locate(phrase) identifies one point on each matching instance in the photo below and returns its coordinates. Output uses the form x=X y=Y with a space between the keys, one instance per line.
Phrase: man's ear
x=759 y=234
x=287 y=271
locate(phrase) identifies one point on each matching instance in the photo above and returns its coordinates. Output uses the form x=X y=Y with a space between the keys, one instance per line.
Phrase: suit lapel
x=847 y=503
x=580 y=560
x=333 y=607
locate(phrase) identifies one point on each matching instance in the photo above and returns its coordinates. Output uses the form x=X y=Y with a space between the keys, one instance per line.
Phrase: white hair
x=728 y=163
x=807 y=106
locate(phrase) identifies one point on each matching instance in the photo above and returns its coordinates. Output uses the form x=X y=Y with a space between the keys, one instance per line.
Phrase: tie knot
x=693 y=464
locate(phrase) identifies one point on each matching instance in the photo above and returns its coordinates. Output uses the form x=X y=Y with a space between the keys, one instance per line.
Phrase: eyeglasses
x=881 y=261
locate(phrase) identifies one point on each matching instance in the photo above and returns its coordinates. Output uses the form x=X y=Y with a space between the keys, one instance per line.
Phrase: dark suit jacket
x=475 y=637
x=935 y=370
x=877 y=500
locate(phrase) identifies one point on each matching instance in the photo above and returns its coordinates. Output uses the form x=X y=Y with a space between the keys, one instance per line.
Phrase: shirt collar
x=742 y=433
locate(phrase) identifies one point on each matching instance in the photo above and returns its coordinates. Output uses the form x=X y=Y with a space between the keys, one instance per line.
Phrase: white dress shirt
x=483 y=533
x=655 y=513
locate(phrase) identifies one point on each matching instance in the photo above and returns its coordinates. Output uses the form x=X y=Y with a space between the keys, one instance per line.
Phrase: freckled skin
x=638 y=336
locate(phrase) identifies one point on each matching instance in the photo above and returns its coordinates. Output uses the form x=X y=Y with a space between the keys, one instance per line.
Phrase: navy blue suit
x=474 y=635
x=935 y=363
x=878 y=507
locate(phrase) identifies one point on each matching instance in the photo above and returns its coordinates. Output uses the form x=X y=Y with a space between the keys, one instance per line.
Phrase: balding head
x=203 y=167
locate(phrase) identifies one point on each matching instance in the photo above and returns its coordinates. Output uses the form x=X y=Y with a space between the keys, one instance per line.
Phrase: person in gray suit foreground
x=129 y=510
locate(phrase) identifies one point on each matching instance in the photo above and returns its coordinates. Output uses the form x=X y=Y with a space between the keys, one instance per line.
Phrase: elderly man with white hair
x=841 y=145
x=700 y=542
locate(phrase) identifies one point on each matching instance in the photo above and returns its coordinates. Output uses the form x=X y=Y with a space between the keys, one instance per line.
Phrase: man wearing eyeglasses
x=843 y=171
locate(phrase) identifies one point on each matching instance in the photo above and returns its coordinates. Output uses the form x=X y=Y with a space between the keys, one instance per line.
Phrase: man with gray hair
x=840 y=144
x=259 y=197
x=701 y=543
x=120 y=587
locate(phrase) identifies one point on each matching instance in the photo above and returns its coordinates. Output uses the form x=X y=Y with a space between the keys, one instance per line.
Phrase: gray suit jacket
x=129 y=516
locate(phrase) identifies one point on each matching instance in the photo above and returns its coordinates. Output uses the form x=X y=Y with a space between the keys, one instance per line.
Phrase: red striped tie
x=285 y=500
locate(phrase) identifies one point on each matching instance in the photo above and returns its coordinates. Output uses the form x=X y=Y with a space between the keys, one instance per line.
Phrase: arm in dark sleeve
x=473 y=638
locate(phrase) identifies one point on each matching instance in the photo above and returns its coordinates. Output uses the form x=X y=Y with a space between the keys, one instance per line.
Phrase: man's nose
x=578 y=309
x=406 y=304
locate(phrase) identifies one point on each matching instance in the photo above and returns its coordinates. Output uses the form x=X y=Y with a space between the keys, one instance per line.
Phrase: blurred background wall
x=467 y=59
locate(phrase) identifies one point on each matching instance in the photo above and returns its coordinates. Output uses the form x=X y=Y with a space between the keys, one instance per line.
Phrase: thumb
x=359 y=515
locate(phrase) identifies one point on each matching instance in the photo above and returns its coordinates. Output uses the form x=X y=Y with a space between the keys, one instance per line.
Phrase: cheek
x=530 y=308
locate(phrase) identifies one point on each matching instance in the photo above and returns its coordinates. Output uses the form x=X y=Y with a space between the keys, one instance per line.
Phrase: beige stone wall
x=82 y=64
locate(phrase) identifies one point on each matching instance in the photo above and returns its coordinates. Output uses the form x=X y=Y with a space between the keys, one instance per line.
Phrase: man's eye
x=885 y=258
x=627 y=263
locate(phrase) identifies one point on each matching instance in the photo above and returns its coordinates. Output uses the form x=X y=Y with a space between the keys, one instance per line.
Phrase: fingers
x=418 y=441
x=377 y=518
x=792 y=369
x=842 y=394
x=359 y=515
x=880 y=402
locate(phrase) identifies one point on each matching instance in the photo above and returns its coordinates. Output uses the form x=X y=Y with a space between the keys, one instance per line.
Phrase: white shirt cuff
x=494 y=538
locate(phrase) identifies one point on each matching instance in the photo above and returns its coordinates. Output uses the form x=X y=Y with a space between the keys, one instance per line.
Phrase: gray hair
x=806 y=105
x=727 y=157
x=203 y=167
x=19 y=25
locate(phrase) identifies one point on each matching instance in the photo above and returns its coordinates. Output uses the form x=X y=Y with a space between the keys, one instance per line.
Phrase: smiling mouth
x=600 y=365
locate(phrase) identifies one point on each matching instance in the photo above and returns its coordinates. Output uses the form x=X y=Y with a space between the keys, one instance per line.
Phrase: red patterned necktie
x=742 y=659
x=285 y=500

---

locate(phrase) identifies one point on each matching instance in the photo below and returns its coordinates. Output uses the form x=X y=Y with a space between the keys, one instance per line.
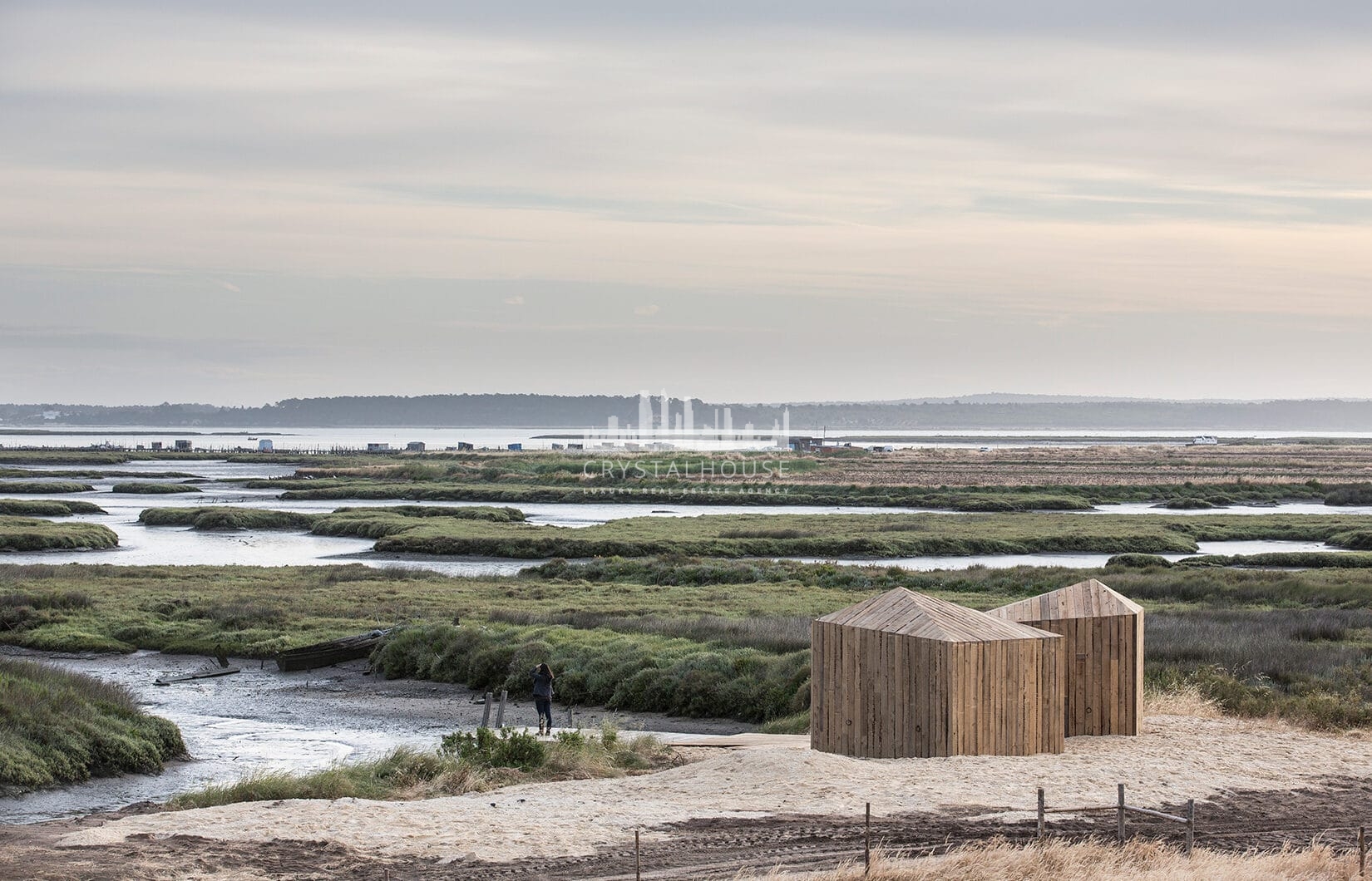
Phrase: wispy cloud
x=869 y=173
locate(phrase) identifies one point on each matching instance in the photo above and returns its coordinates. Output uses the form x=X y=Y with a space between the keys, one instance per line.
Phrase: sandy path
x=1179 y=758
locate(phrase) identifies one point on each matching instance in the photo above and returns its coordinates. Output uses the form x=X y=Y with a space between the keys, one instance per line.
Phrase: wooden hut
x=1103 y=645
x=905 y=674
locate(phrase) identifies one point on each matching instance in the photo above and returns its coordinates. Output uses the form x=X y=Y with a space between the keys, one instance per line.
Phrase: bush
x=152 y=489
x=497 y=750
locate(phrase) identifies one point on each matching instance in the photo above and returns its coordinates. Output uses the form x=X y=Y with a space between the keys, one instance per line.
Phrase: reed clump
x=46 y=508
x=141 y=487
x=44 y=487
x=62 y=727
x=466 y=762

* * *

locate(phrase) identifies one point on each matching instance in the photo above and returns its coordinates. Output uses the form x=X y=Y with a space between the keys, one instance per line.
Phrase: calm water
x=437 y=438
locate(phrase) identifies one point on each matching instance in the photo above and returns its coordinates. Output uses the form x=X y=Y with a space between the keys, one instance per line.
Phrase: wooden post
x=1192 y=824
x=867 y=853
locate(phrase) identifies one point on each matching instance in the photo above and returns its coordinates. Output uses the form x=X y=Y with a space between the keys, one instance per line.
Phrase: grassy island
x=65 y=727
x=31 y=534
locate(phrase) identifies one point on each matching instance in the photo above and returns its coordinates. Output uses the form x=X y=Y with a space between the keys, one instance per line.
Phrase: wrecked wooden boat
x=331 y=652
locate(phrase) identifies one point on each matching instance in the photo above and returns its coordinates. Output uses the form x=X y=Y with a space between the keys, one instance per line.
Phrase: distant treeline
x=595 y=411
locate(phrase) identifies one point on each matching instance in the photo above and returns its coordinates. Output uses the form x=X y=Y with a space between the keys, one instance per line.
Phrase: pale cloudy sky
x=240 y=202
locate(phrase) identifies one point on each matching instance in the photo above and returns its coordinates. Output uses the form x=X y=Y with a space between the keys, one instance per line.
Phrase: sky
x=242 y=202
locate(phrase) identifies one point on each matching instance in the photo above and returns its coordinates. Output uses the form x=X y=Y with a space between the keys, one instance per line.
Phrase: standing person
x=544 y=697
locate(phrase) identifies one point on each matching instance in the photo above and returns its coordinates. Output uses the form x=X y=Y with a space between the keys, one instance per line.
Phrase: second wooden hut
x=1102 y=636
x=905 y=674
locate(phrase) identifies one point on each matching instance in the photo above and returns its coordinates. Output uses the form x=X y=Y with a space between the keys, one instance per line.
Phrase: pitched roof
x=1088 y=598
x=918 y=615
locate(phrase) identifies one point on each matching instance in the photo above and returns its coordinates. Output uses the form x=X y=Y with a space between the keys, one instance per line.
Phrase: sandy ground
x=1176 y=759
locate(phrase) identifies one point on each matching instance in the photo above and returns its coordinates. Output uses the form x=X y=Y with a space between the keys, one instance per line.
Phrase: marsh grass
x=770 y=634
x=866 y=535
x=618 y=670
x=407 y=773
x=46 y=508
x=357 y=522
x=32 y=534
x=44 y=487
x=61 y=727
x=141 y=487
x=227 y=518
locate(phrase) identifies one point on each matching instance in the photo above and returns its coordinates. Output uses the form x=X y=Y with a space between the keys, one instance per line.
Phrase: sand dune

What to do: Locate every line in the records that holds the word "jacket" and copy each of those lines.

Task solution:
Phrase: dark suit jacket
Phrase: gray suit jacket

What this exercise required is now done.